+++ Texte à lire

Dans les coulisses de M : l'équipe technique
Une éponge
Une autre spécificité de M est le fait que les œuvres d'art doivent être conservées dans des conditions optimales, tant dans les salles qu'au dépôt.
« Oui, les normes doivent être respectées à tout moment : la température, l'hygrométrie, le taux de CO2… Tout cela est clairement délimité et il faut pouvoir garantir ces conditions 24h sur 24, 7 jours sur 7. En termes techniques, on appelle cela le système CVC : chauffage, ventilation et climatisation. Nous disposons de centaines de points de mesure dans le complexe et si les normes sont dépassées à l'un d'eux, une alerte est envoyée sur notre GSM. Il s'agit alors d'intervenir dans les plus brefs délais. Surtout dans la Maison Vander Kelen, un bâtiment datant d'il y a plusieurs siècles, beaucoup moins bien isolé que le reste du musée. Cette maison est comme une éponge ! »
« Un immeuble de bureaux dispose aussi de systèmes CVC, mais tout le monde y arrive à 9 heures du matin et repart à 18 heures. Chez nous, c'est beaucoup plus compliqué, pas seulement par la présence des œuvres d'art, mais aussi à cause des nombreux événements en dehors des heures d'ouverture. »
« De plus, tous nos bâtiments communiquent, ce qui veut dire que le même air circule dans l'ensemble du complexe. Nous avons 11 dispositifs de ventilation et si l'un d'eux tombe en panne, on le ressent aussi ailleurs. Et puis, lors des événements on se heurte parfois à certaines limites. Un exemple : pendant une réception pour 200 personnes dans l'une de nos salles, il commence à faire un peu trop chaud. Nous ne pouvons pas sans plus pousser la climatisation, car cela changerait aussi la température dans la salle du dessous où sont exposées des œuvres d'art. À ce moment-là, ce sont les gens qui doivent s'adapter dans une certaine mesure. »

++++++

• À réaliser
A – Citez le passage du texte sur les coulisses de M compris entre « Dans les coulisses » et « salles qu'au dépôt. », bornes incluses.
B – D'après le texte sur les coulisses de M, combien de dispositifs de ventilation le complexe compte-t-il ?

+++ Données

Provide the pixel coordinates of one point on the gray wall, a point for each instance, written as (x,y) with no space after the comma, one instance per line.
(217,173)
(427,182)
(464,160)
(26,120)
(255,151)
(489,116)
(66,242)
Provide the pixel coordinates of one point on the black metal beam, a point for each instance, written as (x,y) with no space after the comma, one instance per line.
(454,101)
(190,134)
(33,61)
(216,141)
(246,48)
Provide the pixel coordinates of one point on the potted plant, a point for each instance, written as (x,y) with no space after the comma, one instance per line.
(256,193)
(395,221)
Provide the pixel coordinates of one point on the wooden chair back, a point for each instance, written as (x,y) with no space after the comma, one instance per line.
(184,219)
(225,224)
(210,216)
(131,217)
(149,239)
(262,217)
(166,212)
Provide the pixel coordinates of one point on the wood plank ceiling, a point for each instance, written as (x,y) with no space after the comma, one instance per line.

++++++

• Résultats
A –
Dans les coulisses de M : l'équipe technique
Une éponge
Une autre spécificité de M est le fait que les œuvres d'art doivent être conservées dans des conditions optimales, tant dans les salles qu'au dépôt.

B – Le complexe compte 11 dispositifs de ventilation.